● Exercise instructions
1. In the transcript about the Yekaterinburg investigation, what was the only recognizable piece of a human being that was found?
2. Carry on the transcript about the Yekaterinburg investigation from the point where it stops.

==== Extract ====

SUMMERS: There was massive evidence, Jim, much of it secondhand, and much of it I have to stress which appeared when he put all his stuff together, so it`s difficult given we know there was some form of a cover-up, some form of a fabrication. It`s difficult to know how much evidence was actually found and collected by the Whites or how much was fabricated when it became necessary to invent it. The reason it became necessary to invent anything at all from the White point of view was that after a year on the case, and certainly after the first six months, there were above all, no bodies. They found a finger which was the only recognizable piece of a human being; they found some bones which we`ve had described to us by a modern forensic scientist looking at the photographs of the bones, that they are probably rabbit bones; they also found a telegram which appeared very, very late on when he had been in exile for some time, a coded telegram which, if true, absolutely proved that we would be wasting our time if it was a real telegram. It said, "Tell Svadlov" -- that`s a man in Moscow -- "that the family suffered the same fate as head." But there were a lot of things wrong about that telegram. We found that it was signed by a man called Bella Varodov, who was one of the Communist bosses in Yekaterinburg, and the signature didn`t match another signature belonging to the same man when we traced that. A lot of other things wrong with the way in which the telegram appeared as well.

==== Data records ====

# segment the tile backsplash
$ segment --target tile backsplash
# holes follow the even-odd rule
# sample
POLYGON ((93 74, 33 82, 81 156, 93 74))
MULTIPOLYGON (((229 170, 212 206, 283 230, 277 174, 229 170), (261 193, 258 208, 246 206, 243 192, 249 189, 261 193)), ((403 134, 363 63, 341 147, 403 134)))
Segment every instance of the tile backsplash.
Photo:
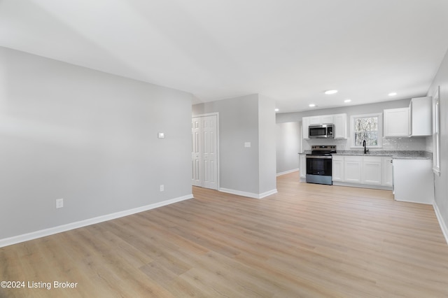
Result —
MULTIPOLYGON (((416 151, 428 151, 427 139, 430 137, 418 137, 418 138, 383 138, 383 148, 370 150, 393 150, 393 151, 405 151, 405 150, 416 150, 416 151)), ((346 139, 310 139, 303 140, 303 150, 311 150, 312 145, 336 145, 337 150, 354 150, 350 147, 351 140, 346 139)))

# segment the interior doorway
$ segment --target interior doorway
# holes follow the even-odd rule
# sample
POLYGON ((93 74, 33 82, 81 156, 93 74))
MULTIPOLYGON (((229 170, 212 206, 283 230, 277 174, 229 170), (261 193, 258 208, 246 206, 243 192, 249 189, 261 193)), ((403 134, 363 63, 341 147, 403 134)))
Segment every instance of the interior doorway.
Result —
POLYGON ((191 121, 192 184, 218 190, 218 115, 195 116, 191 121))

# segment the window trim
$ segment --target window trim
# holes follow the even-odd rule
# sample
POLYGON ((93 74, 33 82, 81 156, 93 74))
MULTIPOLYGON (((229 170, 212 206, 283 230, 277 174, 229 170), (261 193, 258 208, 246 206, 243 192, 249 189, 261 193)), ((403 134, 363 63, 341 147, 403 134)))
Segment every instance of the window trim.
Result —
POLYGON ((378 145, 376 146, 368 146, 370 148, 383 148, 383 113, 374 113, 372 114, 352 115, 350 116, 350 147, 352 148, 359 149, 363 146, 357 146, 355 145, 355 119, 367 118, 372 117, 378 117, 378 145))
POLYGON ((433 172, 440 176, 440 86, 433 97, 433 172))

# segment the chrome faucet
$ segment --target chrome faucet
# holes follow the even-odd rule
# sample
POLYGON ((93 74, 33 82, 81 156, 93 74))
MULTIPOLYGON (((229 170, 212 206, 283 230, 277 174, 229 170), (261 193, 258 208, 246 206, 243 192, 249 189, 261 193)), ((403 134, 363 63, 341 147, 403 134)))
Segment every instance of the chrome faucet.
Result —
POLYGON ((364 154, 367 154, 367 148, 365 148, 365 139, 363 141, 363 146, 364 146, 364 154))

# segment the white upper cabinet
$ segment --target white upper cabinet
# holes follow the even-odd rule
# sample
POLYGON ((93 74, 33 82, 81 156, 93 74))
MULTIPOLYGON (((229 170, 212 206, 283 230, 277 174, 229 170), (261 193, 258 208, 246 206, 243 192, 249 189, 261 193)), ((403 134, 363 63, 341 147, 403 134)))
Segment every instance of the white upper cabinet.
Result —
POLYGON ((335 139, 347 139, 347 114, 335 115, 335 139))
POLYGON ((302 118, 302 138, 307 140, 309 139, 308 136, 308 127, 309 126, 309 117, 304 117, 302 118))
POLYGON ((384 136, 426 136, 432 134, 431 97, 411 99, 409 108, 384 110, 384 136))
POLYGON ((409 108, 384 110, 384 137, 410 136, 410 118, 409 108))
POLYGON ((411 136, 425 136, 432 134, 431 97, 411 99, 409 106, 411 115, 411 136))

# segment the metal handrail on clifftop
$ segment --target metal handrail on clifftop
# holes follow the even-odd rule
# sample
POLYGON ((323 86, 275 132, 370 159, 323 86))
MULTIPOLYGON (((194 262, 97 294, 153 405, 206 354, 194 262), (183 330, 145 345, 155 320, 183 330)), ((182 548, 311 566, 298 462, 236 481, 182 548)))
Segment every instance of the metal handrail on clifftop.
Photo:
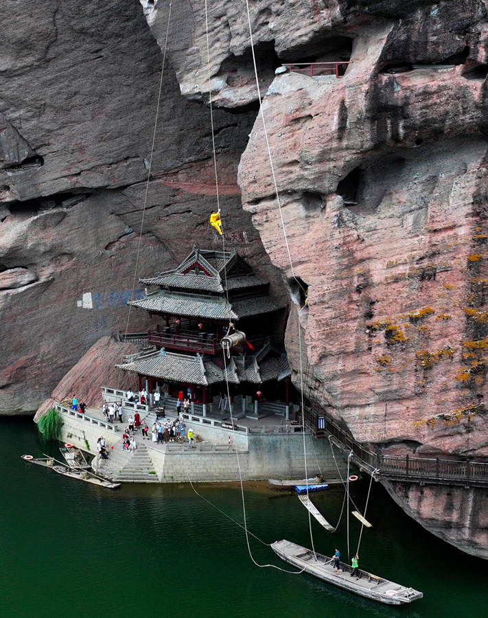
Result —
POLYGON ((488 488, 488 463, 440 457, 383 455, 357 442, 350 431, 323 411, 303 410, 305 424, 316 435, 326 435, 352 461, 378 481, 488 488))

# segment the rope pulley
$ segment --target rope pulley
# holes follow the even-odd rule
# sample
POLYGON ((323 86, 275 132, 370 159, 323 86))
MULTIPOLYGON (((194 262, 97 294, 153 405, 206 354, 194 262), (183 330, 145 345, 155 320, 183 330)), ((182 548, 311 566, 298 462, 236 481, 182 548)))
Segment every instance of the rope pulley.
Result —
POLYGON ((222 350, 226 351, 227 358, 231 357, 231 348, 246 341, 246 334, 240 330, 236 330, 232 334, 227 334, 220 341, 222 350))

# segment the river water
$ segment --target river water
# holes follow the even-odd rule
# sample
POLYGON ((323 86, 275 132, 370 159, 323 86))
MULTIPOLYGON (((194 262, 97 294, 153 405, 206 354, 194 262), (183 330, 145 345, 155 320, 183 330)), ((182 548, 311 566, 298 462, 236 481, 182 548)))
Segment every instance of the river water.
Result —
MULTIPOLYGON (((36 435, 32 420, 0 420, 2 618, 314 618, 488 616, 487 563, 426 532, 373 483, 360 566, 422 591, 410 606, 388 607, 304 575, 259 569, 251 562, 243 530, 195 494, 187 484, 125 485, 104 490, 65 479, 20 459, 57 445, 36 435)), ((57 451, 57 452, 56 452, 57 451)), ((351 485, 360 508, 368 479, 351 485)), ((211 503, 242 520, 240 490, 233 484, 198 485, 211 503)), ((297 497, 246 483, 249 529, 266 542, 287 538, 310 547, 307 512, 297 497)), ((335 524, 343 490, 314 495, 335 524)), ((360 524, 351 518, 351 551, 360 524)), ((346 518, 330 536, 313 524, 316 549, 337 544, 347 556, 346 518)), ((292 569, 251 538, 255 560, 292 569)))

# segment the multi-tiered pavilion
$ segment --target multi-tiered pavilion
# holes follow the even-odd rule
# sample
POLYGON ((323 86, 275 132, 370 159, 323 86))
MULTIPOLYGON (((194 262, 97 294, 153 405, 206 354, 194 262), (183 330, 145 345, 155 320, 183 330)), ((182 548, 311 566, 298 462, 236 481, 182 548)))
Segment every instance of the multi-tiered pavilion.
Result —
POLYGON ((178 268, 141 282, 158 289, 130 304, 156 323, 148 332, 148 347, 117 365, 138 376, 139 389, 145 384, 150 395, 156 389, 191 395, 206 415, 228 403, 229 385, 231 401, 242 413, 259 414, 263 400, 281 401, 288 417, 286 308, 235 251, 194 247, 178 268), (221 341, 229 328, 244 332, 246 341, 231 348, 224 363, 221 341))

====

● Response list
1. A finger.

2.
LEHRER: So you think it was a forgery, in other words.
SUMMERS: Yes; indeed. We also found the . . .
MANGOLD: The signature, the signature, Jim, is certainly a forgery because we were able to compare it with an original Bella Vardov signature which was a signature he gave, curiously enough, when the Imperial family was handed over to him. He was a custodian if you like, at the house in Yekaterinburg, and the two signatures simply don`t match up. Indeed there`s no similarity at all.
LEHRER: What about the body of the dog. There was a body of a dog found there was there not?
SUMMERS: Yes, I was just coming to that. The dog`s -- it`s almost a sort of British discovery. I don`t know; maybe you care about pets just as much over here. But there was one of the dogs called Jenny, a small lap dog, which was allegedly found, and I have to put that in quotation marks, after a year at the bottom of a mine shaft. Now, that struck us as strange because we found evidence in the full dossiers that that mine shaft where the body had been found had been searched several times at the very beginning of the investigation. Then we got hold of the autopsy report on the dog, believe it or not, and that showed that the condition of the dog`s intestines were consistent with it being in the mine shaft or in water for a couple of days, not as Sokoloff suggested, a year.
LEHRER: What`s the significance of the dog? Why that was important to the Sokoloff investigation.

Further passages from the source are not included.